§ Task statement: Pick out every line of the material below that contains the string "hand", and copy each such line in full.

Pointing entries for named objects:
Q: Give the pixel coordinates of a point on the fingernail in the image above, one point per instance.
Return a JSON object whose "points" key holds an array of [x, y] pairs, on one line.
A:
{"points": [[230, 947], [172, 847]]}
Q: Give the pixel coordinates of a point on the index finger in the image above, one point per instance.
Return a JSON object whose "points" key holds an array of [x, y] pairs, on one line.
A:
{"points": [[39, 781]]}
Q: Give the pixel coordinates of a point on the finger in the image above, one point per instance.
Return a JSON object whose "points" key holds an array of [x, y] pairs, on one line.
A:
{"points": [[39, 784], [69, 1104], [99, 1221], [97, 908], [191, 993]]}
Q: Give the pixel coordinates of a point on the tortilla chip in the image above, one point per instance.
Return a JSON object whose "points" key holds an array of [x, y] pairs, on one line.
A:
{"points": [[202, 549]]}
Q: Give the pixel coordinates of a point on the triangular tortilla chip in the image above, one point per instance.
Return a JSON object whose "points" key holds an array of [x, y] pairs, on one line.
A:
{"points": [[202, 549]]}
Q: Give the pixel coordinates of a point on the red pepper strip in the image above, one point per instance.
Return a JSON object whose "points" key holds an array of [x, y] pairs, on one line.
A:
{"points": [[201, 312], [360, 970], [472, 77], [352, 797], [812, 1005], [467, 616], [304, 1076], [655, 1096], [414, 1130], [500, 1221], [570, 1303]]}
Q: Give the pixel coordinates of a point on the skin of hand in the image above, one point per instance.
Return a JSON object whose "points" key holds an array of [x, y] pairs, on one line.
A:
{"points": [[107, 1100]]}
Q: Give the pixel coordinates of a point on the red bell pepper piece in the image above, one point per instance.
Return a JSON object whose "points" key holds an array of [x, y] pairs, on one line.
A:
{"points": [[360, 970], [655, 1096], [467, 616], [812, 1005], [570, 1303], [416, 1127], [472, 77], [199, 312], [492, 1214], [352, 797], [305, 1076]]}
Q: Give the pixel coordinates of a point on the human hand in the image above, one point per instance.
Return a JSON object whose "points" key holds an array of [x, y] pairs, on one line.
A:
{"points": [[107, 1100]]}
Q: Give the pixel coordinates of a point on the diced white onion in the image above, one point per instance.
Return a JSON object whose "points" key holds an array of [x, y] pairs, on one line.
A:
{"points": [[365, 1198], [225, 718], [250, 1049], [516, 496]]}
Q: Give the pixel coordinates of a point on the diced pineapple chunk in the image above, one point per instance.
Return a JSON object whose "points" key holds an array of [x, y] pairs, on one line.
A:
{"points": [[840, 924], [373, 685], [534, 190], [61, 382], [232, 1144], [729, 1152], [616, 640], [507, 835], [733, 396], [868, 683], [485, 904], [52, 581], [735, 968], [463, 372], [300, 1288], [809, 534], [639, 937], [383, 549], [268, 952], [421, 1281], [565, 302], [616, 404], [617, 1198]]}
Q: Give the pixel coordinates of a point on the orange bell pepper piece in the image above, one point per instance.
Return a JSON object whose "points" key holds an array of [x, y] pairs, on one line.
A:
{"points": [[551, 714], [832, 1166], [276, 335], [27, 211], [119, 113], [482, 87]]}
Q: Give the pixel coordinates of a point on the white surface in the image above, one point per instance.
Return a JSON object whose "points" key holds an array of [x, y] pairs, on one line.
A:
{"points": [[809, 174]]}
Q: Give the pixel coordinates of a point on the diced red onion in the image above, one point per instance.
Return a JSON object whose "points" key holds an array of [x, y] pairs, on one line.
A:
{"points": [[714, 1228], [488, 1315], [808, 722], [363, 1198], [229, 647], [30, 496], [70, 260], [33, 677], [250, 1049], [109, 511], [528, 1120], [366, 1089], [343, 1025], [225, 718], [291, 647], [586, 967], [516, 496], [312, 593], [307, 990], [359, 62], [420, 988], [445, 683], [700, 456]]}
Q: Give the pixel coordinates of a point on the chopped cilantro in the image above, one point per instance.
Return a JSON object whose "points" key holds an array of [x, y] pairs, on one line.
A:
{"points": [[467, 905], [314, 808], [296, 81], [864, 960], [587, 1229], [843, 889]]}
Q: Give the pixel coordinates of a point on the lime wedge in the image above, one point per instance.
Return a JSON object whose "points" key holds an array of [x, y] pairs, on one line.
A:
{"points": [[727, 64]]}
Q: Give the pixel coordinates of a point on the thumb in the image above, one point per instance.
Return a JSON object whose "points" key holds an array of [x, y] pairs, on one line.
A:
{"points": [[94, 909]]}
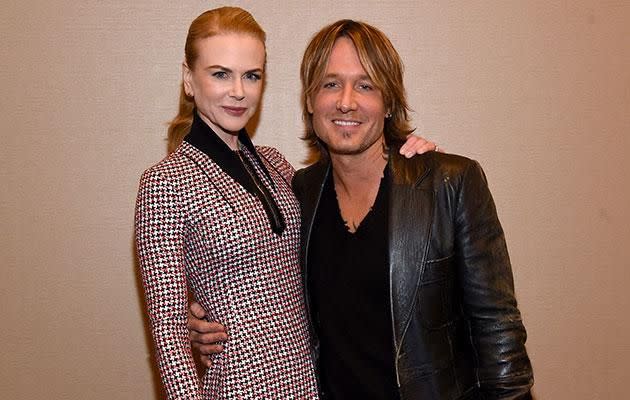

§ Solution:
Q: Give the pixel coordinates of a point on the skin of hand in the image above, one point per instance.
Q: Give the pixel coordinates of a point on the human hand in the image above, one point per instance.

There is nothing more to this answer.